### WORK INSTRUCTIONS
Arrange the data as a JSON list of strings, one string per line with blank lines omitted, starting with the first line and going on through the line containing "197], [93, 197]]".

### RECORDS SHOWN
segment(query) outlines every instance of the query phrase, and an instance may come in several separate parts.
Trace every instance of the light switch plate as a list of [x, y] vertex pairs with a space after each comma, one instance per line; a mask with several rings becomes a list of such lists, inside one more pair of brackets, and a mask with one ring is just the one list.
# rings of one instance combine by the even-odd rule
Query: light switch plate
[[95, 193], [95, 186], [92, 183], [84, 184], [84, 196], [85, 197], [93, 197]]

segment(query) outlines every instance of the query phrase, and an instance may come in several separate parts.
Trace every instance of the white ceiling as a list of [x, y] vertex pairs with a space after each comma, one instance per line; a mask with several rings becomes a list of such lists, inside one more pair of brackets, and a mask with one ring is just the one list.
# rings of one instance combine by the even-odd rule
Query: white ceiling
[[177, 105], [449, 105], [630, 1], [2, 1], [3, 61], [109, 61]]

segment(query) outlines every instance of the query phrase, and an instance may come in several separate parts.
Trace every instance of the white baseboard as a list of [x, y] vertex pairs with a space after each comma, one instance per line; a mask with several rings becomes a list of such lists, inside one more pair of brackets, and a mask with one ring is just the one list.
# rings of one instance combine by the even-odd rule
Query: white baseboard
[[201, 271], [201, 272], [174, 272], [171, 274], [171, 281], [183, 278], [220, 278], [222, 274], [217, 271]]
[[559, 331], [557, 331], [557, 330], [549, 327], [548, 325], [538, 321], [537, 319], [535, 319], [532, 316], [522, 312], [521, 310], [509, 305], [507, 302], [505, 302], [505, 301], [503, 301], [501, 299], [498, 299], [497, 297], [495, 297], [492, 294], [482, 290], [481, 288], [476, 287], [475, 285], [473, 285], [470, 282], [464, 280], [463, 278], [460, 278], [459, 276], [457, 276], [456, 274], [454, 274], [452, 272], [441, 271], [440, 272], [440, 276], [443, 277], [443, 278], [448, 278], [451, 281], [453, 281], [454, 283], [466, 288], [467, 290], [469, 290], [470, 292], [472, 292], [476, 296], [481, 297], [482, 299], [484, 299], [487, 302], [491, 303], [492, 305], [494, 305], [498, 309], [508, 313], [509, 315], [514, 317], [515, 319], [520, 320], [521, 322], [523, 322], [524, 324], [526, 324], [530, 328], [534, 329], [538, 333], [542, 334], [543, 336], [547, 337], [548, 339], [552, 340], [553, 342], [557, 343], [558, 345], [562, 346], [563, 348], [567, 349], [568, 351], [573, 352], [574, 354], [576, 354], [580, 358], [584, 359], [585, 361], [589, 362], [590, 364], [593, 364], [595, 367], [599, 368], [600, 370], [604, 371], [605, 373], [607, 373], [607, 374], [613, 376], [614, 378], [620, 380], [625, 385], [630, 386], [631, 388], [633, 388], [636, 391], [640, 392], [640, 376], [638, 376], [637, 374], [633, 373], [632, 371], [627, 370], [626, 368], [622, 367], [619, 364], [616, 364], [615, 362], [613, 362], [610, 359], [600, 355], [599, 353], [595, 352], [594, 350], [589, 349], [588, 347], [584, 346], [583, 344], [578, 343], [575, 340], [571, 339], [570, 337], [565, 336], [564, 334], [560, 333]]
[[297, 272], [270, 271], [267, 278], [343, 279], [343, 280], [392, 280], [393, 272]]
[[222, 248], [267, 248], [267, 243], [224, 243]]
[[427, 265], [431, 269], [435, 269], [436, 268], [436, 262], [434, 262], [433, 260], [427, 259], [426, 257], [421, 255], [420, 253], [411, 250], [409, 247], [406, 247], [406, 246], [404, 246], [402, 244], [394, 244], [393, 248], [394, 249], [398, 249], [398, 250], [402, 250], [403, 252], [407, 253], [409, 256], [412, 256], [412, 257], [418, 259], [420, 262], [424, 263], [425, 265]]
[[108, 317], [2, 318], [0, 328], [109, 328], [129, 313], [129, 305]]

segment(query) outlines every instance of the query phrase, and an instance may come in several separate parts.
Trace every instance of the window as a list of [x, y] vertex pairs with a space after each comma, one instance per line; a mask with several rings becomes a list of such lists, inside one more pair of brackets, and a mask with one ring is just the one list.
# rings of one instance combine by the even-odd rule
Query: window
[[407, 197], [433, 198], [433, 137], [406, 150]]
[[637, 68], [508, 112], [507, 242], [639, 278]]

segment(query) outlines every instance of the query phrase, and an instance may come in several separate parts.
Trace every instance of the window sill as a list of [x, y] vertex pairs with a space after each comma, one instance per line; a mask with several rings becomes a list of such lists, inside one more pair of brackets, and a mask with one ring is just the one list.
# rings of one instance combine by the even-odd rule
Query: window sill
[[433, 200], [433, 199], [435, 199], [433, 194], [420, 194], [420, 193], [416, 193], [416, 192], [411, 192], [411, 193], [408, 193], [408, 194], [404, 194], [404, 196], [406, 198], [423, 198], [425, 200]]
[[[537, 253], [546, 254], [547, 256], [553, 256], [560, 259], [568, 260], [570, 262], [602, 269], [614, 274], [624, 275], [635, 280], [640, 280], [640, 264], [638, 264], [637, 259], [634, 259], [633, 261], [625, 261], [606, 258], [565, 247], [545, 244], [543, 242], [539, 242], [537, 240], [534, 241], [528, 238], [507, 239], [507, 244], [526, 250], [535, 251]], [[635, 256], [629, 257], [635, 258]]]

### FULL OUTPUT
[
  "segment(query) outlines every instance of the query phrase, and an instance may come in several separate parts.",
  "Trace every instance of the light switch plate as a list of [x, y] vertex pairs with a space after each comma, one instance per line; a mask with several rings becomes a list of such lists, inside one more pair of brackets, and a mask with one ring is just the one list.",
  "# rings of one instance combine by the even-odd rule",
  "Query: light switch plate",
  "[[95, 193], [95, 186], [92, 183], [84, 184], [84, 196], [85, 197], [93, 197]]"
]